◆ TASK GOAL ◆
All that is wanted is an exact copy of the line containing "Would you point out the wooden" and the lines after it, through the end of the records.
Top of SUPPLIED RECORDS
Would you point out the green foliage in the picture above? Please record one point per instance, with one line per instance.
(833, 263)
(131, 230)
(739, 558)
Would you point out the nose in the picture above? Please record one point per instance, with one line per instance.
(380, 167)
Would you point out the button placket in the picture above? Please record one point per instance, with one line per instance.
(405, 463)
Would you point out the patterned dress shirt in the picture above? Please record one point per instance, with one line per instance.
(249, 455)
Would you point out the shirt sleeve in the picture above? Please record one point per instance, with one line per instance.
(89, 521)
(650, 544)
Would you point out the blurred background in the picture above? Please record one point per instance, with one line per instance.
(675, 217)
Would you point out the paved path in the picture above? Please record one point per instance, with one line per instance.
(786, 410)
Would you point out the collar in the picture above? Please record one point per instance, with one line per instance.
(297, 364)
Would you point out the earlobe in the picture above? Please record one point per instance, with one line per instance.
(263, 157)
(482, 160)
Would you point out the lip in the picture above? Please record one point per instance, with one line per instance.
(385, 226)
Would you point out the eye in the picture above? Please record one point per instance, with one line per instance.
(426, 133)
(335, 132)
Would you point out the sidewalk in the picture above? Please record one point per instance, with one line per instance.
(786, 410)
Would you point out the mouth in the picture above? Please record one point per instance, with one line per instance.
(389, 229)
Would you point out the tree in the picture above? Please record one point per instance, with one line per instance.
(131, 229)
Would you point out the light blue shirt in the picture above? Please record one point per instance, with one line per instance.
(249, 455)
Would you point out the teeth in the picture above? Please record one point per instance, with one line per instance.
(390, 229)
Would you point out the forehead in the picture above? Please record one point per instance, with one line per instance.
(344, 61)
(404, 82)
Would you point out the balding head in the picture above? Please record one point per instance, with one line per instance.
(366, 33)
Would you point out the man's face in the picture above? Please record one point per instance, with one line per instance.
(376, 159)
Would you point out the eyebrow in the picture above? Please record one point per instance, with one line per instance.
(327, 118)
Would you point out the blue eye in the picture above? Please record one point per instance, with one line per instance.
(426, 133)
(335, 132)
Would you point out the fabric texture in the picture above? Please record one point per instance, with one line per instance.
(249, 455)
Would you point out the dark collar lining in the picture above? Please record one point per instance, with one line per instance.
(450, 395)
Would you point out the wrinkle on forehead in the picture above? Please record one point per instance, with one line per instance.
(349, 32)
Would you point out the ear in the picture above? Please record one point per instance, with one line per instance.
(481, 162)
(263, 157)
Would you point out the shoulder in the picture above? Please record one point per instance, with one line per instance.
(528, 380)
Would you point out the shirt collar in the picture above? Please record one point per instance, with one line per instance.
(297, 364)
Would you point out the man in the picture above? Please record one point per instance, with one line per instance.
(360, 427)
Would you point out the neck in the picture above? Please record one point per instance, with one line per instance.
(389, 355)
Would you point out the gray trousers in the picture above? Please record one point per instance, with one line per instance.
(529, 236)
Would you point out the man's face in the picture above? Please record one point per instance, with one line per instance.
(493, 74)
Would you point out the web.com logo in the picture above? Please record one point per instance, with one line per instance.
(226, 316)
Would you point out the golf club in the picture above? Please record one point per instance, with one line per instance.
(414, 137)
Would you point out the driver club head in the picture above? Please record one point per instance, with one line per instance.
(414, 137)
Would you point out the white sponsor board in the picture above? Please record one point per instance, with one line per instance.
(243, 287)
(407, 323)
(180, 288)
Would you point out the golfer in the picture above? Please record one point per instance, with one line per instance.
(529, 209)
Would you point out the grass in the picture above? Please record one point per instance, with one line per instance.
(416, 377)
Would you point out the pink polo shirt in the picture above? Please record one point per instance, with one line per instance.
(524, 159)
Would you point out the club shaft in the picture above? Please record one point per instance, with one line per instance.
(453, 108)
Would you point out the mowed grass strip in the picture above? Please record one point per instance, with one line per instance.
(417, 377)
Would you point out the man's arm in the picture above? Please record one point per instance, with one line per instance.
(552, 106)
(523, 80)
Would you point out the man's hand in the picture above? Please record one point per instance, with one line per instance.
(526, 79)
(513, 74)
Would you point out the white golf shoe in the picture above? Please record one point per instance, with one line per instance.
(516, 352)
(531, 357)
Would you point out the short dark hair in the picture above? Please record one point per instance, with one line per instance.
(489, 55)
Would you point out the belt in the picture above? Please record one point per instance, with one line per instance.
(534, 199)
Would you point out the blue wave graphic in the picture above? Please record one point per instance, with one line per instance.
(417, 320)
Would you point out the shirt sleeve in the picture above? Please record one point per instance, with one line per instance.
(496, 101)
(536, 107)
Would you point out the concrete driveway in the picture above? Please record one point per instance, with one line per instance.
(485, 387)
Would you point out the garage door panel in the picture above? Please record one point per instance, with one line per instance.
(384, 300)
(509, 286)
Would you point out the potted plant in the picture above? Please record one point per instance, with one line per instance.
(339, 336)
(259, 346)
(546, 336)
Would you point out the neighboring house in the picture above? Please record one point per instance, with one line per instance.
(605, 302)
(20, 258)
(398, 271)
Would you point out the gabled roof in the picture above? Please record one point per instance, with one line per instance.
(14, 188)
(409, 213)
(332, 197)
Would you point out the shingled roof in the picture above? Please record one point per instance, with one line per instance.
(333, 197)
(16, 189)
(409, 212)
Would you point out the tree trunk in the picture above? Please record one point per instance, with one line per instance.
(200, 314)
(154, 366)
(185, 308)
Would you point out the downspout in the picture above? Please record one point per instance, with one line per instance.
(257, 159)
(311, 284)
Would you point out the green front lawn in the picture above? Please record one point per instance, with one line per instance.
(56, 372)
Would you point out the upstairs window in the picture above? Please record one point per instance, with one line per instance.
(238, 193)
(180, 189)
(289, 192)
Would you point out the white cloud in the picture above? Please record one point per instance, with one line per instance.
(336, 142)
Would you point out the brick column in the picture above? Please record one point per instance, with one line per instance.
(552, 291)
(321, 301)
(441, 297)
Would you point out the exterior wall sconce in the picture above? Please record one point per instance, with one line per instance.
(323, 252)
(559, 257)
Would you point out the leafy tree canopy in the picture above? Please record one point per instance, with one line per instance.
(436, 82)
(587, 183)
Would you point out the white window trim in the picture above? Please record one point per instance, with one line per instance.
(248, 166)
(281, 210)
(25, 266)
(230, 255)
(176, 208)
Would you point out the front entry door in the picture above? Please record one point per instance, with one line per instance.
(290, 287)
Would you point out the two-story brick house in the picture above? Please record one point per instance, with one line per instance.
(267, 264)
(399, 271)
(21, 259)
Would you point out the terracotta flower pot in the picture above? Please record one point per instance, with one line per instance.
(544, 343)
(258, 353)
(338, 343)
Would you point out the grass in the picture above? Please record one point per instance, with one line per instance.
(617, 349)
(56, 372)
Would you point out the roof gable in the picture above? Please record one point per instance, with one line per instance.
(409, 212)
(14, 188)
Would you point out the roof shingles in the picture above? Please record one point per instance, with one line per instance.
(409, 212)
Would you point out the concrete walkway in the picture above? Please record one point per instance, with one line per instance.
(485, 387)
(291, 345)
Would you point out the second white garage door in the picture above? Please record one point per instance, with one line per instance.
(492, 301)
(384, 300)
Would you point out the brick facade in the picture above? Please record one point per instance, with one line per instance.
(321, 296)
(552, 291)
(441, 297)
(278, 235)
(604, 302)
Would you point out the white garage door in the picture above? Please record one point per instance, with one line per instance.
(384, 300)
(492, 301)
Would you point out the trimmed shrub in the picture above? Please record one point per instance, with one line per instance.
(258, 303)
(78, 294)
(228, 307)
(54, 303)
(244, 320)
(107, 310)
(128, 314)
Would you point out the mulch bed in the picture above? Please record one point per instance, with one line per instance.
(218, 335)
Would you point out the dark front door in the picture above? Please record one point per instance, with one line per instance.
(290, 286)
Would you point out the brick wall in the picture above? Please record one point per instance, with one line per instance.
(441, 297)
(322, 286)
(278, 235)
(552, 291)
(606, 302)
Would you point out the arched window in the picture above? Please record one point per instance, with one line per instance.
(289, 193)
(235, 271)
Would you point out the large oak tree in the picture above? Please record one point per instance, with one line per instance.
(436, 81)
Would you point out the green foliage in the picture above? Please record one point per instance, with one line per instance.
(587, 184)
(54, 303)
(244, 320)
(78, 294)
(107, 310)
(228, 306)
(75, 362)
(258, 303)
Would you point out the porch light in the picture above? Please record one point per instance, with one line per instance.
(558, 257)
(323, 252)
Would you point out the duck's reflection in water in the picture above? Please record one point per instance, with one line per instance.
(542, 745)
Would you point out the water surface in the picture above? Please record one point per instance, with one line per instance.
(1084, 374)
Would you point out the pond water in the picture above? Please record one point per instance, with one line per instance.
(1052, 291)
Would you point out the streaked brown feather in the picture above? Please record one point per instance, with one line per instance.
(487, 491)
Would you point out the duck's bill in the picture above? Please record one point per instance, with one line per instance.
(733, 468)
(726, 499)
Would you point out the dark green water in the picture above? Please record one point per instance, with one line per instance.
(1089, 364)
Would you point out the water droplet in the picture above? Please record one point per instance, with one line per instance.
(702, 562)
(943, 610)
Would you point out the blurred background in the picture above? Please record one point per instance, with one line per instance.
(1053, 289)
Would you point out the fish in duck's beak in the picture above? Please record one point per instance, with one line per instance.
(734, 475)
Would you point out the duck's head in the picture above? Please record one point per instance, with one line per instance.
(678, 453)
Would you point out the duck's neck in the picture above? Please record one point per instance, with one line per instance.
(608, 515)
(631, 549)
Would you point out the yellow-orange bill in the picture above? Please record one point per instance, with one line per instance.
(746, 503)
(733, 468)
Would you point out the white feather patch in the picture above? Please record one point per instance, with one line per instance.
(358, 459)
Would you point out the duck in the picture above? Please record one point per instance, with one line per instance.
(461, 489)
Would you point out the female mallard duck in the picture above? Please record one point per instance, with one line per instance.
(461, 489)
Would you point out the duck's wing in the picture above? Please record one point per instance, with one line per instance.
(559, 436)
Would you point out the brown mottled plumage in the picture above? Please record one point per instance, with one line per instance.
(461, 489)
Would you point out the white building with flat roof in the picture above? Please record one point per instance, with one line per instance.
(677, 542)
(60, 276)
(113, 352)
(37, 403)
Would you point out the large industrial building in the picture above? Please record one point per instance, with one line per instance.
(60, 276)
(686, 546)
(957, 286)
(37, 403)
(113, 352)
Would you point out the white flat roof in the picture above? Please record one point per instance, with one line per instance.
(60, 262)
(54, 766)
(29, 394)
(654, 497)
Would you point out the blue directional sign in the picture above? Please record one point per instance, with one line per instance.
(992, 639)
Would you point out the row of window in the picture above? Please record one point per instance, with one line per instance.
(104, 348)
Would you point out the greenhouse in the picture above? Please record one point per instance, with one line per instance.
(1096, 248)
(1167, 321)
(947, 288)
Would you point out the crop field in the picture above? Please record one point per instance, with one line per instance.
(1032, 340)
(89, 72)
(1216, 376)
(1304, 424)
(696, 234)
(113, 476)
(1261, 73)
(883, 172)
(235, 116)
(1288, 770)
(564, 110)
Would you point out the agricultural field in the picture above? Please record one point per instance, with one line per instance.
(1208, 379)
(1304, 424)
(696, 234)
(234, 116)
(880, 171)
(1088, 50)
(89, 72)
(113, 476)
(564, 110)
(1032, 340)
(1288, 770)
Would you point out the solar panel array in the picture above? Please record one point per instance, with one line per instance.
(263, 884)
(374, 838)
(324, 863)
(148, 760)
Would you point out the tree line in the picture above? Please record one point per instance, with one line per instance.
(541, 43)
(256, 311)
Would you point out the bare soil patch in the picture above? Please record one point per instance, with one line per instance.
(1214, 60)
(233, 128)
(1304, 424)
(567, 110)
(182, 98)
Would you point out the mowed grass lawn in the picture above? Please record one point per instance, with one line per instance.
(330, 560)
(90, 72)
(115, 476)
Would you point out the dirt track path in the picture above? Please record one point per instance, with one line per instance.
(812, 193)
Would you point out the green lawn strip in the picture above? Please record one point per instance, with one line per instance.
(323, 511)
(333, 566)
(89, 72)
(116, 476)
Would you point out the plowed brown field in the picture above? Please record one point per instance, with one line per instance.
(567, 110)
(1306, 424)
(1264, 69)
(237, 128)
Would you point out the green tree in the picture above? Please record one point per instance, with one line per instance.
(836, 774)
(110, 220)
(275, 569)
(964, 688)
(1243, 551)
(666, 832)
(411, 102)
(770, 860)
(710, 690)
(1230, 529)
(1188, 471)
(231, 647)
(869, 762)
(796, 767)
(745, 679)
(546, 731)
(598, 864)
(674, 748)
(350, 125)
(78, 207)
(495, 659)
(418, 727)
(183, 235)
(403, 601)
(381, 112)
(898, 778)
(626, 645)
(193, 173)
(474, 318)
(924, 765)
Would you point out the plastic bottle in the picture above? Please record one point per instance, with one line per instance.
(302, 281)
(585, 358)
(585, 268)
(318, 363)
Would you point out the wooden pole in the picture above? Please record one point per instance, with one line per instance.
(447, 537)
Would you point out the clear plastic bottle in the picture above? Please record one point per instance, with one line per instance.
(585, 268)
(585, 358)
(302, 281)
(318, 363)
Bottom of SUPPLIED RECORDS
◆ OUTPUT OF THE TASK ◆
Would you point out the wooden pole in the picture above? Please record one point per instance, with one line per instance.
(447, 537)
Would you point out the clear plastic bottle in the picture above? Please record one point per instance, with one line per instance.
(585, 268)
(585, 358)
(302, 281)
(318, 363)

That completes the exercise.